BEGIN TASK DATA

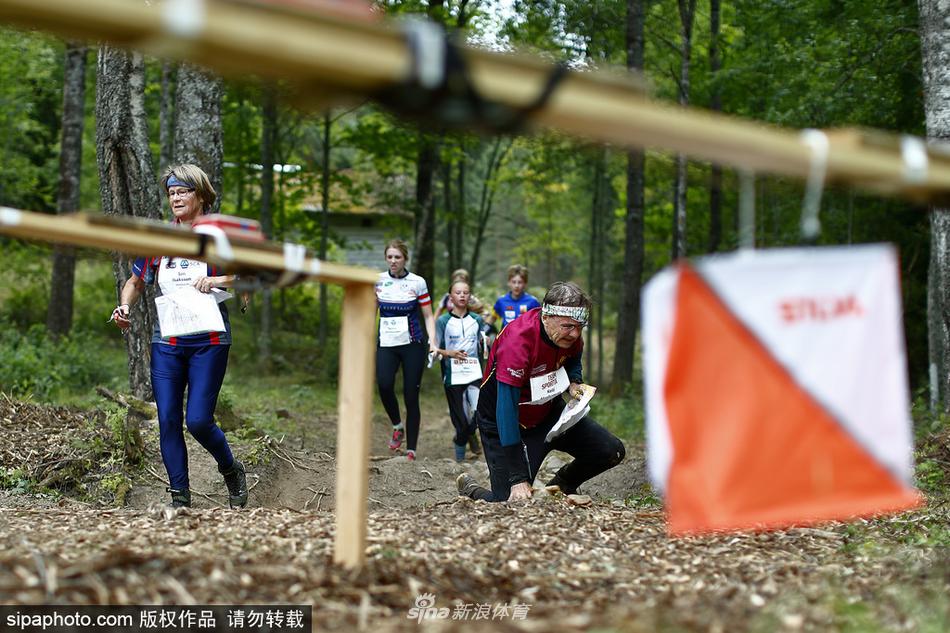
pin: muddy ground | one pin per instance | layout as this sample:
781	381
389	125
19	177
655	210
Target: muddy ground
544	565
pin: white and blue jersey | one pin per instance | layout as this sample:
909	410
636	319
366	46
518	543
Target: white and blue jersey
399	300
508	308
453	332
151	269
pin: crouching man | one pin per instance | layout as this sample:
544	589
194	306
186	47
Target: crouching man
533	360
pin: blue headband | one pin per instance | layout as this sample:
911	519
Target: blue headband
174	182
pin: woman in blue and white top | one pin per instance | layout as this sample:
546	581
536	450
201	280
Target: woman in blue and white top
458	333
404	339
190	343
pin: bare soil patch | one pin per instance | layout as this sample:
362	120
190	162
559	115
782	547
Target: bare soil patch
607	565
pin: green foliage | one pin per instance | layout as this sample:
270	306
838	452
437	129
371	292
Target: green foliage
30	103
32	363
16	481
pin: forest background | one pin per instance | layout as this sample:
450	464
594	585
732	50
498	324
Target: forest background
602	216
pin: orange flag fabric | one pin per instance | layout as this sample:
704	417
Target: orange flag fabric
776	389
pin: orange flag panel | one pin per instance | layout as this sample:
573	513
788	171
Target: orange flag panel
751	448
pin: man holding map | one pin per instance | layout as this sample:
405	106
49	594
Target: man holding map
521	415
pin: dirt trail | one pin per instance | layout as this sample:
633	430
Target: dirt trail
609	565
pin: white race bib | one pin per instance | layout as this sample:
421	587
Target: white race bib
182	309
394	331
548	386
465	370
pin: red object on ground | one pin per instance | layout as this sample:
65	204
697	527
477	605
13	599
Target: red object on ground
233	226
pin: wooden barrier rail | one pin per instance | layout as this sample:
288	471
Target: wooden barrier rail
326	56
357	340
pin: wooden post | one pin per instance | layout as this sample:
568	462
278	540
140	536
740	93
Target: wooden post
357	380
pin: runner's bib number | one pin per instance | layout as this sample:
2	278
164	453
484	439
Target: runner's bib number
548	386
465	371
394	331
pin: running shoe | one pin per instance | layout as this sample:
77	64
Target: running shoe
236	479
180	498
396	441
466	485
473	444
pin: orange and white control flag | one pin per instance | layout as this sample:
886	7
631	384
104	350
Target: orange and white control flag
776	388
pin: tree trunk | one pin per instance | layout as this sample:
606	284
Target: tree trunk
593	259
628	319
198	124
426	165
166	117
715	104
451	217
127	184
324	222
687	9
489	187
460	207
935	47
268	139
59	313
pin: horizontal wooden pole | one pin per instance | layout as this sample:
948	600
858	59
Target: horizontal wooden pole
148	238
325	56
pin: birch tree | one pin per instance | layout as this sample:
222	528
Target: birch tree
628	317
59	313
198	124
935	47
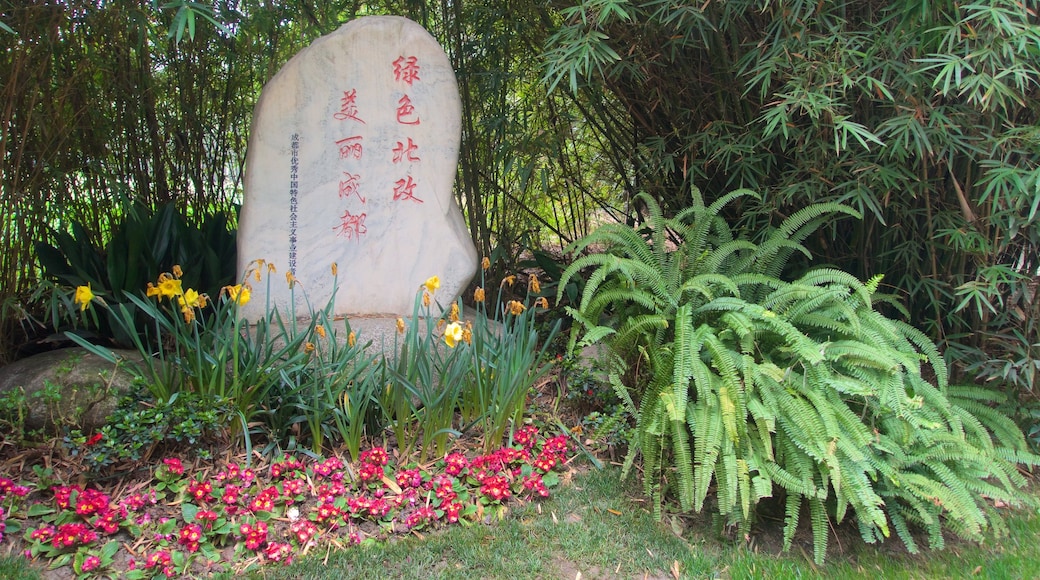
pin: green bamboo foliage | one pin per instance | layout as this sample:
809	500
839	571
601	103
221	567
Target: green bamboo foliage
799	390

END TASK DATA

# WHAT IS EXPECTED
Give the listing again word for word. Skip every image.

# ANSWER BOX
pin: muddy ground | one pin per instance | layout as this sample:
781	381
389	125
19	177
655	210
Target: muddy ground
544	565
pin: white and blue jersey | one pin per instance | layout as this sample:
909	410
636	319
366	46
518	543
Target: white and blue jersey
399	300
508	308
453	332
151	269
pin: crouching man | one pin per instance | layout as this sample:
544	589
194	306
186	47
Target: crouching man
533	360
pin: blue headband | one pin per instance | layout as this sample:
911	519
Target: blue headband
174	182
pin: woman in blue and white top | one pin per instance | layout as this sample:
546	581
536	450
201	280
Target: woman in blue and white top
458	333
404	339
190	343
pin: bare soil patch | one pin per instance | layout as this sample:
362	120
190	162
559	115
782	547
Target: bare soil patch
607	565
pin: green foliage | one pin per instance | layout as this sample:
270	306
838	452
437	129
371	292
Target: green foliage
30	103
32	363
16	481
pin: forest background | one pin per instance | layout as this sample:
450	464
594	585
732	50
498	324
Target: forest background
602	216
pin: orange flag fabric | one pin per instance | layout as this sample:
704	417
Target: orange flag fabric
776	389
pin: orange flag panel | one pin per instance | layout as this sample:
573	513
788	171
Target: orange flag panel
751	448
pin: man holding map | one pin per instance | layout as this sample:
405	106
49	594
Target: man holding map
521	415
pin: dirt trail | one pin per instance | layout as this sample:
633	430
Target: dirt trail
609	565
pin: white race bib | one pin per instance | layout as this sample:
421	587
Target: white race bib
182	309
394	331
548	386
465	370
pin: red object on ground | one pin per instance | layout as this sample:
65	204
697	527
477	605
13	599
Target: red object on ground
233	226
pin: wooden barrier rail | one pin per instance | layout as this sample:
288	471
Target: wooden barrier rail
326	56
357	340
pin: wooden post | one pin per instance | layout as this sample:
568	462
278	540
140	536
740	93
Target: wooden post
357	380
pin: runner's bib number | one pin per instance | layout as this sample:
2	278
164	453
484	439
Target: runner's bib number
548	386
465	371
394	331
pin: running shoe | one pin per instance | layout as this sample:
77	64
Target: running shoe
236	479
180	498
396	441
466	485
473	444
pin: orange and white control flag | one pin per instance | layout as this sample:
886	7
631	384
104	350
Target: orange and white control flag
776	388
pin: tree trunk | one pin per instance | layout as this sample:
606	284
Target: tree trunk
593	259
628	319
198	124
426	165
166	117
715	104
451	217
127	184
324	222
687	9
489	187
460	207
935	47
268	139
59	313
pin: horizontal wooden pole | one pin per instance | layout as this sample:
948	600
858	59
Target: horizontal wooden pole
148	238
325	56
pin: birch tree | one pin per instance | layout as this sample:
222	528
Target: birch tree
628	317
59	313
198	124
935	47
pin: green bamboo foliage | one pin per instance | layout as this sample:
809	500
839	571
601	103
221	567
Target: green bamboo foliage
799	390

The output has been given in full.